#### Problem to solve:
According to the document text on the regression model, what is the Adjusted R-squared of the model?

-- START OF Document text --

A simple univariate Ordinary Least SQuares regression model shows a strong effect of Participatory Democracy on Women’s Access to Justice. The coefficient is 5.167, indicating that an increase of one in the Participatory Democracy Index yields an increase of 5.167 in Women’s Access to Justice (see Table 9).4 The result is significant at the 0.01 level. There is a strong linear relationship with a high degree of confidence (see Figure 3). The model has an Adjusted \(R^2\) of 0.618, explaining 61.8/% of the dependent variable. The model has an excellent fit with an F-Statistic significant at the .01 level.

-- END OF Document text --
-- START OF Source material --

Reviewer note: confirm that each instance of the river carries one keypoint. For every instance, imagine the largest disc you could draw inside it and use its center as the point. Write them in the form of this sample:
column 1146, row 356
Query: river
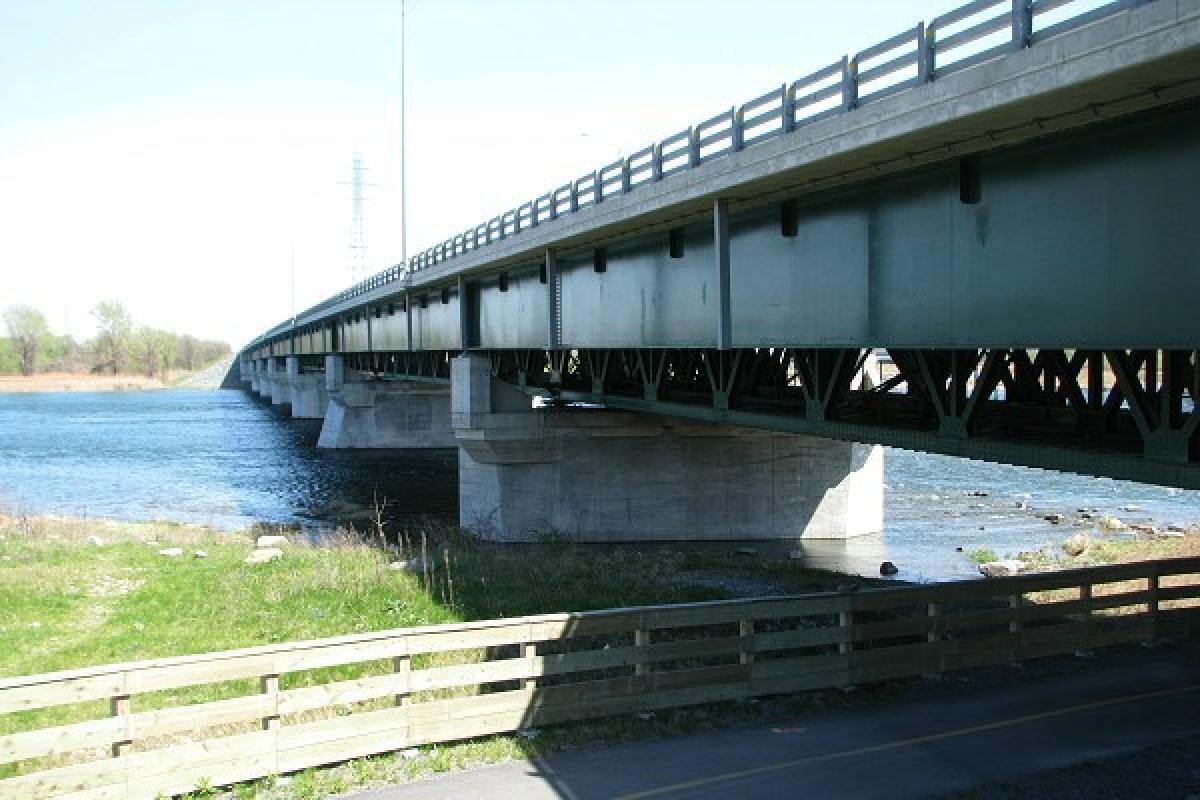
column 227, row 459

-- END OF Source material --

#### Output for this task:
0.618